The entries should each be set down again precisely.

===== Records supplied =====

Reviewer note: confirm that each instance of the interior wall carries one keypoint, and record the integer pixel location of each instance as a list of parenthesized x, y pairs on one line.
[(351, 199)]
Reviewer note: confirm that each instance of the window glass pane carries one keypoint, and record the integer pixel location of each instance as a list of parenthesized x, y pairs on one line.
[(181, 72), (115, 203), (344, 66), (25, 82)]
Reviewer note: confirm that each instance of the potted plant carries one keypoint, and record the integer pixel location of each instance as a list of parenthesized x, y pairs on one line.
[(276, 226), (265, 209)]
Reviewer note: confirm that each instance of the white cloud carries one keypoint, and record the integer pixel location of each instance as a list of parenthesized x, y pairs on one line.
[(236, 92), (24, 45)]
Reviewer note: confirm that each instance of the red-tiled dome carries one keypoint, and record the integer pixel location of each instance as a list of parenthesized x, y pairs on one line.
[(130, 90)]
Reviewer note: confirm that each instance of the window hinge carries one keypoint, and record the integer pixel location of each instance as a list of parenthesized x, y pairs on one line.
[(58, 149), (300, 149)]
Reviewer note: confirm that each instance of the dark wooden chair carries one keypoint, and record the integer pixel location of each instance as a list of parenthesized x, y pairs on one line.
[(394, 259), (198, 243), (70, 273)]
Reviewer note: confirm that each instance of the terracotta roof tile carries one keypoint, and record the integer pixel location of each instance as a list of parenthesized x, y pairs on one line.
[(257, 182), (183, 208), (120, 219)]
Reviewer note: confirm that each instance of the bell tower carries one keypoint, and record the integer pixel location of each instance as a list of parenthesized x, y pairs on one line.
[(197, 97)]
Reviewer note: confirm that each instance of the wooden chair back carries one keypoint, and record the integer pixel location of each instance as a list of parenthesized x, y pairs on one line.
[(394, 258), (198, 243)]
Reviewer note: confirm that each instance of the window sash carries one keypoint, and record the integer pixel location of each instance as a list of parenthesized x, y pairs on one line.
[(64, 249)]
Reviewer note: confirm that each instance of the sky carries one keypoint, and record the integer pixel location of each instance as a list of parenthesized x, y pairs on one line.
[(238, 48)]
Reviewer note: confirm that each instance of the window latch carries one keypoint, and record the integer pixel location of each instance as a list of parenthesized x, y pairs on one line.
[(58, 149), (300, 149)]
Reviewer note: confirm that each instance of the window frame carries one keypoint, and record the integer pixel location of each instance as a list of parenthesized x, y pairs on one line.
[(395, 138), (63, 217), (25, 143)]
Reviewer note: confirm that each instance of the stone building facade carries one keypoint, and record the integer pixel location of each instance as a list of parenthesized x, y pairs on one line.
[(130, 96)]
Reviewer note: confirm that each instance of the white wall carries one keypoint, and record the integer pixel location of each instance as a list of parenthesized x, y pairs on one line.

=====

** Reply to the exercise **
Reviewer note: confirm that each instance of the interior wall carries one keypoint, and record the integer pixel location of each instance as a list of parenthesized x, y pairs on one line.
[(351, 199)]
Reviewer note: confirm that each instance of the window glass pane carries one keypoint, and record the integer pixel location of each instance as a list of parenthesized x, y pairs on one line.
[(181, 72), (115, 203), (344, 66), (25, 82)]
Reviewer note: confirm that each instance of the potted plant carries one keypoint, and record the integer pixel location of each instance as a list of parenthesized x, y pairs on one line.
[(276, 226), (265, 209)]
Reviewer note: confirm that each instance of the white cloud carries one keypoint, and record the integer pixel location of each instance as a list of parenthesized x, y pairs on one line.
[(236, 92), (24, 45)]
Reviewer note: confirm that each instance of the red-tiled dome carries one keypoint, and record the integer pixel location of each instance as a list of parenthesized x, y pairs on one line.
[(130, 90)]
Reviewer note: confirm that each instance of the window hinge carries one keypoint, and record the integer pixel location of each instance as a list of parenthesized x, y pairs on one line.
[(58, 149), (300, 149)]
Reviewer note: confirm that each instance of the dark wooden chair carries one keypoint, and record the integer pixel location of each instance as a list of parenthesized x, y pairs on one line.
[(394, 259), (198, 243), (70, 273)]
Reviewer note: confirm that each instance of the terracotta roof tile carries one keypoint, and record the integer pixel location of each instance as a list of parenthesized x, y pairs on one line.
[(257, 182), (183, 208), (120, 219)]
Reviewer note: confirm that each instance of the bell tower carries one keypoint, and record the integer pixel location of each instance as a list of parenthesized x, y pairs on one line.
[(197, 97)]
Reviewer note: confirm that each instance of the wooden chair back carries one keypoint, and record the integer pixel location of each instance as a list of parenthesized x, y pairs on one line.
[(394, 258), (198, 243)]
Reviewer note: confirm that each instance of the window sash carries one keypoint, and record the integer pixel location of each instance as a list of parenthesized x, y pairs on one line.
[(64, 249)]
Reviewer note: confirm that each instance of the sky carries one keypoint, and record the integer pixel location of each instance as a list of parenthesized x, y pairs on one line.
[(238, 48)]
Reviewer note: confirm that each instance of the window latch carries one keypoint, and record the integer pixel location of each instance as a list of parenthesized x, y pairs on one line.
[(58, 149), (300, 149)]
Reviewer note: confirm that each instance of the window frame carries one keypoint, and record the integer pixel location of each instance as a list of parenthesized x, y pairs on one line.
[(395, 138), (63, 217), (25, 143)]
Reviewer note: confirm that each instance of the stone building facade carries one keypoint, and record the integer pixel location of each instance as a list of parenthesized x, y pairs on one line.
[(130, 96)]
Reviewer note: confirm that each instance of the white wall carries one keypoint, and record the integer pixel location of each instance as a list of parenthesized x, y pairs on one line.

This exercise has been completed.